▸ **EXTRAIT À LIRE**:
Je travaille beaucoup. Voici le plan de vie que je suis depuis quelques jours et dont je me trouve fort bien. Je me lève à 6 heures. A 6 h. 1/2 au travail jusqu’à 8 h. 1:4. J’emploie ce temps à apprendre une heure de grec et trois quarts d’heure de français, le matin étant le meilleur temps pour la mémoire. Par là, la mienne se dérouille si bien que, ce matin, en moins de trois quarts d’heure, j’ai appris cent vers de Racine tirés d’Andromaque. C’est le discours de Démosthène Sur la couronne que j’étudie, pour le grec; il est très beau et m’exerce beaucoup. Entre les deux classes, je travaille ou à la philosophie ou à diverses choses. Le mardi, je vais, à ce moment, au cours de Villemain (2). Depuis 7 heures jusqu’à 10 h. 1/2 du soir, je m’occupe de philosophie, et de 10 h. 1/2 jusqu’à 11 h. 1/2 de quelque lecture, comme Anacharsis, l’Esprit de l’histoire, ou je prépare le grec que j’ai à apprendre le lendemain. Je suis toujours couché quelques minutes avant minuit.

J’ai encore quelque peine à vaincre le sommeil, mais j’espère en venir à bout. Et cependant, ce matin, le moment où j’avais le plus envie de dormir est celui où j’ai le plus vite appris mon Racine. Vous pensez bien qu’avec de telles dispositions je pense à la bibliothèque. Voici le plan que j’ai adopté et que je vous propose. Pour l’aile du château, du côté des appartements de Christol, faire de la chambre du repassage un cabinet pour vous. J’oubliais de vous dire que maman suppose qu’en chevalier français vous céderiez votre chambre à Augustine et votre cabinet à Marie. — Je disais donc qu’on pourrait faire du repassage un cabinet pour- vous, de la chambre de Christol une chambre pour vous encore. Vous auriez l’avantage inestimable de surveiller facilement de cet endroit tous les valets. On détruirait l’escalier, qui ferait une chambre pour moi; les deux pièces suivantes seraient la… (je me tais), et, pour ne pas monter au grenier par l’échelle de Jacob, on construirait un escalier dans la tour qui est au fond. J’aurais un passage par l’escalier de la cour intérieure, et au moyen d’une poulie, vous pourriez faire monter la feuille des vers à soie et le blé, bien plus facilement encore que par l’escalier présent.

Il faut que j’aille me confesser avant la classe. Je vous embrasse bien tendrement et vous prie de songer à ce beau projet.

▸ **DONNÉES**:
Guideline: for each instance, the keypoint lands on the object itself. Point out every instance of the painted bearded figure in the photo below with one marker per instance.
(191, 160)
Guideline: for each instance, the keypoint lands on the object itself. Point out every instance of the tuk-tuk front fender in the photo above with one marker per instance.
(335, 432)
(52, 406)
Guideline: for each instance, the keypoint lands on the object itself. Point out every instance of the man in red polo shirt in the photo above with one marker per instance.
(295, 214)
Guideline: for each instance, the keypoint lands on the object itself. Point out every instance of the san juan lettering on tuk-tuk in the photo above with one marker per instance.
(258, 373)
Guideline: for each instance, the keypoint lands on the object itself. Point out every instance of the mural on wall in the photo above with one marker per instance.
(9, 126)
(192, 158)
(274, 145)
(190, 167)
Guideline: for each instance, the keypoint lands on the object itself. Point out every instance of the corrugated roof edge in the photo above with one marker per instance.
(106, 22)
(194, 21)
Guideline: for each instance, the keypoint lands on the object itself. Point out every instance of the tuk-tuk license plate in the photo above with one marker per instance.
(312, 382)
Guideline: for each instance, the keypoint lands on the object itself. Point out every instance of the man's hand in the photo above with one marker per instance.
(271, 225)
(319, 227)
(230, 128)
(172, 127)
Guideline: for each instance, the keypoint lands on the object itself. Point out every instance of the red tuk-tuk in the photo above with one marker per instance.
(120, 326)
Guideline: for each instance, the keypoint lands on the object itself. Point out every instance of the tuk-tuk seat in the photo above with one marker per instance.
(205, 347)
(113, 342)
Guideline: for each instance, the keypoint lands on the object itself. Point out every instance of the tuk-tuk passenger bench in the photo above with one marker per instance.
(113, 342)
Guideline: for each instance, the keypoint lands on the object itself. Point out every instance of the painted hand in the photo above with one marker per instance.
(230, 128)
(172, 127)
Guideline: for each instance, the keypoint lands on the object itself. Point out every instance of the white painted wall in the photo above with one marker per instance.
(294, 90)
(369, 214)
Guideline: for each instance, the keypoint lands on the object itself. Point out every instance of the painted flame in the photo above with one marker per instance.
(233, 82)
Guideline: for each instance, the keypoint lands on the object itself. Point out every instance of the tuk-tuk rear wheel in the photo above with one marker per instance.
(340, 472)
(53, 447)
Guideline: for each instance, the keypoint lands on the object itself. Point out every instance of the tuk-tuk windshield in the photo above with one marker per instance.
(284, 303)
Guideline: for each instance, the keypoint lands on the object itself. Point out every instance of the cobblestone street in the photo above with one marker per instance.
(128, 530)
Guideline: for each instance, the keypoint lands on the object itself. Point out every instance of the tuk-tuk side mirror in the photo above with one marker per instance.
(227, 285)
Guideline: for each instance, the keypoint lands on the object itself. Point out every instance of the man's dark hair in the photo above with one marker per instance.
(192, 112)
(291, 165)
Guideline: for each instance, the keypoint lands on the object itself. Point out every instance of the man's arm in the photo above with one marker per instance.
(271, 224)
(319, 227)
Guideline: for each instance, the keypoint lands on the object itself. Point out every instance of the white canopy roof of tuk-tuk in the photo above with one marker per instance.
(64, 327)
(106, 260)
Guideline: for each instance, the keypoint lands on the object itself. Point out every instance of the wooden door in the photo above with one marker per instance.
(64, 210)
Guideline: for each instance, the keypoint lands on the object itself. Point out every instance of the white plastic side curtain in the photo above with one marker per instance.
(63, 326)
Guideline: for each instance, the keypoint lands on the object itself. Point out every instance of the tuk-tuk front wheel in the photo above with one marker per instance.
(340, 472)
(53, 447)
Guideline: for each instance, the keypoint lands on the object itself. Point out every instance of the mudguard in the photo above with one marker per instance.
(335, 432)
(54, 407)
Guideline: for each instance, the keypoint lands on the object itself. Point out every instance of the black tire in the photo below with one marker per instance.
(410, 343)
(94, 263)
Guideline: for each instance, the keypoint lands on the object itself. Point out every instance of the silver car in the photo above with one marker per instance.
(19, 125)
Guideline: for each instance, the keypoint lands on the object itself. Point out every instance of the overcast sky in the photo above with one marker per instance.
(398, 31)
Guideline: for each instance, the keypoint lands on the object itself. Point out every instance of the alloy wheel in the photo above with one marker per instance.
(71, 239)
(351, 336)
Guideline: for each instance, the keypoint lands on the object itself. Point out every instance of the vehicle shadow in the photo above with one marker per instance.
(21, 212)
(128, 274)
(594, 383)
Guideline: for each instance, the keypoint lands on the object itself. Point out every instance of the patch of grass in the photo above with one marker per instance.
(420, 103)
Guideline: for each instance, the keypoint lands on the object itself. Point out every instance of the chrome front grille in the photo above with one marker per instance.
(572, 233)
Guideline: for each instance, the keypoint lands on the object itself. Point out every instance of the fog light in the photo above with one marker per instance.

▸ **CONSIGNE**:
Rédigez la suite de la lettre sur l'emploi du temps studieux et le projet de bibliothèque, en reprenant juste après sa dernière phrase.

▸ **RÉPONSE**:
EMMANUEL.

Je vous prie, mon cher petit père de me pardonner mes fautes d’orthographe. C’est tout au plus si j’ai le temps de jeter un coup d’oeil sur ce que je vous ai écrit (3).

E.D'ALZON
Notes et post-scriptum
1. Publiée en partie dans *Notes et Documents*, t. 1er, p. 64-66.2. Le mardi était jour de congé au collège Stanislas, et Emmanuel, qui était externe, en profitait pour se rendre au cours de la Sorbonne.
3. La lettre d'Emmanuel répondait en partie à une lettre de son père, d'où nous extrayons ce passage: "Te voilà donc, mon cher petit philosophe, initié dans les mystères de la philosophie. Ta mère m'écrit que tu t'es bien remis de l'ouvrage et que tu parais sérieusement occupé de ton affaire. Cette nouvelle me fait le plus grand plaisir. J'espère que tu continueras à me le procurer, en te souvenant de ce que je t'ai dit du prix du temps, à ton âge, et des regrets qu'on éprouve plus tard de ne l'avoir pas employé comme il faut.
"Quoique M. Michelle t'ait engagé à laisser là M. l'abbé de la Mennais, je te conseille cependant de ne pas l'abandonner tout à fait, parce que s'il n'est pas encore reconnu que son système est supérieur aux autres systèmes de philosophie, il n'est pas prouvé, non plus, qu'il leur soit inférieur. Tu verras ce que M. de la Romiguière lui-même pense de la science philosophique. Le point de départ de M. de la Mennais, ainsi que son unique but, c'est la religion. Son style en vaut bien pour le moins un autre. En voilà bien assez pour ne pas négliger cet auteur.
"Est-ce qu'il ne t'a plus rien dit des *Recherches philosophiques* de M. de Bonald ? C'est cependant un excellent ouvrage. Il est vrai qu'il n'est pas au nombre de ceux qu'on appelle élémentaires, non plus que celui de M. de la Mennais, et que peut- être, plus tard, il t'en recommandera la lecture..."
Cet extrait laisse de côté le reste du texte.